━━━ SELECTED TEXT ━━━

A ‘proper lady’ is a term that Jane Poovey uses in her book, ‘The Proper Lady and the Woman Writer’. Dressing up properly, being modest, and not having strong views are all traits that Poovey states a ‘proper lady’ should have. The prominence of this paradigm in our society has led to a significant difference in rights over the last few hundred years. As a consequence, this has meant that our society has evolved into a patriarchal society. A patriarchal society is where the majority of influential roles, such as politicians and owners of large companies, are men. Thereby living as part of a patriarchal society, favours those who are born male. Subconciously, those born with male traits are seeing similarities in those who they aspire to be, whereas those who are born female see the most influential people in our society as being men, which subconciously beats them down, and further shapes them into what society deems correct.

Traditionally, there is a big difference between the opportunities that men and women face in their lives, and we can put this down to the different types of upbringing that a person would receive based on their sex. Beauvoir talks about Immanence and Trancendance. People who are born male being encouraged to act with trancendence; to act creatively, productively and to assert dominance and power. Whereas women are expected to act with immanence; to have humility, dpend on others, and to be transfixed on their beauty in order to satisfy the needs and requirements of men. “Men succeed in the world by transcendence, but immanence is the lot of women” (The second Sex, De Beauvoir, 1949)

━━━ DATASET SECTION ━━━

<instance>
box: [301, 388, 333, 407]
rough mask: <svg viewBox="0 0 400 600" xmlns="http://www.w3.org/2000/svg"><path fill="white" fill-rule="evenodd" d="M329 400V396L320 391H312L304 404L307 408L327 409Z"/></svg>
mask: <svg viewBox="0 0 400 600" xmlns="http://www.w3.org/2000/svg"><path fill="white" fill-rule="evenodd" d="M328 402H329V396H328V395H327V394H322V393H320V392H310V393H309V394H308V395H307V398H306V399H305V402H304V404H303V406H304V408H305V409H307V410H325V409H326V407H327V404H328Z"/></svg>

━━━

EXERCISE REQUIREMENTS:
a. Answer from the passage on gender roles:
(i) Which traits does it say a 'proper lady' should have?
(ii) What examples of influential roles does it give?
(iii) What does it say people born male are encouraged to do by acting with transcendence?
b. Carry on the passage on gender roles, starting after its final sentence.

ANSWERS FOR THE TASKS:
a.
(i) Dressing up properly, being modest, and not having strong views.
(ii) Politicians and owners of large companies.
(iii) To act creatively and productively, and to assert dominance and power.

b.
‘Mrs Dalloway’ is a novel written by Virginia Woolf in 1925, and provides us with a representation of some of the views held by Beauvoir. The domination of women through the societal pressures of our patriarchal society is clearly shown to us in the novel with the character development of Clarissa, who in her younger days was smart and free spirited, but is moulded into an example of our societies ‘perfect’ woman. Her and Sally plotted to reform the world together when they were young. When they reunite at Clarissa’s party, they are both married. Something they considered a “catastrophe” as younger women.